=== Instructions to follow ===
Rescale the lines from the one containing "[point] every instance of the number" through the end of the data, inclusive. Repeat only those lines, request included, with every x and y coordinate in the answers multiplied by 1.45 and rounded to a whole number, halves rounding up.

=== Coordinate labeling data ===
[start]

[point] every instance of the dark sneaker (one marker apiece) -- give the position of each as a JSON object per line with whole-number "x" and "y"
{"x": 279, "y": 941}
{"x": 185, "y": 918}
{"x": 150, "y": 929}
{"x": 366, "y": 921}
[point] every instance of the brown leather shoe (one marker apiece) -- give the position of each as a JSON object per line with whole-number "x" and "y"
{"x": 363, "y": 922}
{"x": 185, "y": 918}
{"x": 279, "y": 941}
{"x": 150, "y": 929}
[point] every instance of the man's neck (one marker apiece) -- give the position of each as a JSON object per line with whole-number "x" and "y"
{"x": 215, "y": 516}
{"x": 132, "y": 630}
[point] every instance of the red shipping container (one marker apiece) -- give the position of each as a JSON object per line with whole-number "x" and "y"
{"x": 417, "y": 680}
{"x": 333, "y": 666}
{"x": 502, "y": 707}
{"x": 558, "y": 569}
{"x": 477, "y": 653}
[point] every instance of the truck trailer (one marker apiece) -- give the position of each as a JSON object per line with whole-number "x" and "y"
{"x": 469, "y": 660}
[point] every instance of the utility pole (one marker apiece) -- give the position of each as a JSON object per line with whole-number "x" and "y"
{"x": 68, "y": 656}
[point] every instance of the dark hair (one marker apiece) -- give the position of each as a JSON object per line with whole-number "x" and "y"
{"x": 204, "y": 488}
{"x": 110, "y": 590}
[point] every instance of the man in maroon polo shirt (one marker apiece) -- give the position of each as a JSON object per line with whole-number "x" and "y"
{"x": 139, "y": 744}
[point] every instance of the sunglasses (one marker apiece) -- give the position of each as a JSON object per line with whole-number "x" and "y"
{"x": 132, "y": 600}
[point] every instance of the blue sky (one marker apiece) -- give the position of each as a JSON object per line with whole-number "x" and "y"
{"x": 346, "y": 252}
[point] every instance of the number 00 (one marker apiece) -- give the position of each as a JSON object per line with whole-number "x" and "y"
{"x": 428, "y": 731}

[end]

=== Output for this exercise ===
[point] every instance of the number 00 (one marker apiece) -- give the position of each as a JSON object per line with whole-number "x" and "y"
{"x": 621, "y": 1060}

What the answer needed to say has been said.